▸ Что нужно сделать:
1 – Приведите заново отрывок о Югославии 1945 года: всё от «Весной 1945 года» и до «жизни и смерти.». Поменяйте при этом «Запад» на «Северо-Запад».
2 – Продолжите, пожалуйста, отрывок о Югославии 1945 года дальше его последнего предложения.
──────── Предложенный отрывок
Весной 1945 года немецкие войска на территории Югославии были разгромлены, остатки нацистской группировки начали отход на Запад. Вместе с ними на Запад уходили тысячи членов хорватских и словенских коллаборационистских формирований. В 1941-1945 годах хорватские националисты (усташи), пользовавшиеся покровительством немцев и итальянцев, совершили в оккупированной Югославии многочисленные военные преступлениия и акты откровенного геноцида в отношении сербов, евреев и цыган. Марионеточное «Хорватское независимое государство» было настоящей фабрикой смерти. При виде средневековых зверств усташей бледнели даже некоторые гитлеровские офицеры, никак, впрочем, не ограничивая садизм своих подопечных. Разумеется, попадание в плен к югославским коммунистам не сулило усташским бандитам ничего хорошего, и бегство на Запад было для них вопросом жизни и смерти.

Помимо усташей в спасительный англо-американский плен пытались попасть и сербские националисты (четники). В годы войны четники были, по сути, альтернативной коммунистической НОАЮ силой Сопротивления. Эти сербские национал-монархисты ориентировались не на Москву, а на Лондон, воевали как с немцами и усташами, так и с партизанами-коммунистами, и поэтому в «новой Югославии» четникам места также не было.
────────────────
──────── Исходные строки
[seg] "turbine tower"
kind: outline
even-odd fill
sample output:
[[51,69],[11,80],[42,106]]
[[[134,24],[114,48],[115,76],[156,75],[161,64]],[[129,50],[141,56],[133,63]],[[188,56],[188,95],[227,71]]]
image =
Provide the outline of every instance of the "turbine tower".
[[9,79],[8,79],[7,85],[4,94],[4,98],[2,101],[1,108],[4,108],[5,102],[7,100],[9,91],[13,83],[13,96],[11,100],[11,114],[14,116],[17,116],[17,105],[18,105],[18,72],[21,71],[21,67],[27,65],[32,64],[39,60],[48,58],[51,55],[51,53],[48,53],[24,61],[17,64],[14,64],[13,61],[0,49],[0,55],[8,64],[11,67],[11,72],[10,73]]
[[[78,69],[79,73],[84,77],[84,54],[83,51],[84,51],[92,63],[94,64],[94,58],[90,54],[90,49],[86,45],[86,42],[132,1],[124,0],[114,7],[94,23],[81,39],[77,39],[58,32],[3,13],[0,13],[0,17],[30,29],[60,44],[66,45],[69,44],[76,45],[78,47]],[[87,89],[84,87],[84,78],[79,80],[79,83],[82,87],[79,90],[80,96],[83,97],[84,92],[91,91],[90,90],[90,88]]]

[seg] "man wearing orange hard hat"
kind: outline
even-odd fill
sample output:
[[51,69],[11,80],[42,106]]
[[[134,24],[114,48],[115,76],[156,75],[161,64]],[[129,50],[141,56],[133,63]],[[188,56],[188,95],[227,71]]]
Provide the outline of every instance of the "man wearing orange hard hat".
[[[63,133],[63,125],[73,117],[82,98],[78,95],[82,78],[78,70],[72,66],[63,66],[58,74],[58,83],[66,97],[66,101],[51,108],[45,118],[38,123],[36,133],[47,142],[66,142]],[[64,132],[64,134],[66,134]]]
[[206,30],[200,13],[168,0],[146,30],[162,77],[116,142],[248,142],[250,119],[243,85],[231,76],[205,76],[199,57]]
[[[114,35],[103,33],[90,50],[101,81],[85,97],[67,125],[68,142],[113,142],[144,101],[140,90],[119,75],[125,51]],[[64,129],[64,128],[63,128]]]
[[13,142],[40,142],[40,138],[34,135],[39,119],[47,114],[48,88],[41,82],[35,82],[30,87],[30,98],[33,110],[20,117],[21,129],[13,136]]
────────────────
▸ Ответы по заданиям:
1 –
Весной 1945 года немецкие войска на территории Югославии были разгромлены, остатки нацистской группировки начали отход на Северо-Запад. Вместе с ними на Северо-Запад уходили тысячи членов хорватских и словенских коллаборационистских формирований. В 1941-1945 годах хорватские националисты (усташи), пользовавшиеся покровительством немцев и итальянцев, совершили в оккупированной Югославии многочисленные военные преступлениия и акты откровенного геноцида в отношении сербов, евреев и цыган. Марионеточное «Хорватское независимое государство» было настоящей фабрикой смерти. При виде средневековых зверств усташей бледнели даже некоторые гитлеровские офицеры, никак, впрочем, не ограничивая садизм своих подопечных. Разумеется, попадание в плен к югославским коммунистам не сулило усташским бандитам ничего хорошего, и бегство на Северо-Запад было для них вопросом жизни и смерти.

2 –
В западной части Югославии, на территории Словении, силы НОАЮ заблокировали отступающих националистов. 14-15 мая в ходе ожесточенного Полянского сражения (с обеих сторон в нем участвовали десятки тысяч бойцов) националисты были разгромлены. После войны в социалистической Югославии именно 15 мая отмечался день победы.

Не сразу сдалась и находившаяся в «курляндском котле» (Латвия) немецкая группировка — остатки бывшей группы армий «Север». В Прибалтике немцы и прибалтийские коллаборационисты были отрезаны от основных сил Вермахта еще осенью 1944 года. Группа армий «Курляндия» составляла более двухсот тысяч человек. Советское командование с октября 1944 по март 1945 года предприняло пять попыток добить окруженного противника («пять битв за Курляндию») но сломить оборону нацистов не получалось. В конце концов было принято решение ограничиться блокадой курляндского котла и все внимание сосредоточить на наступлении на Берлин. Таким образом, к маю 1945 года западная Латвия оставалась единственной территорией СССР, все еще оккупированной немцами.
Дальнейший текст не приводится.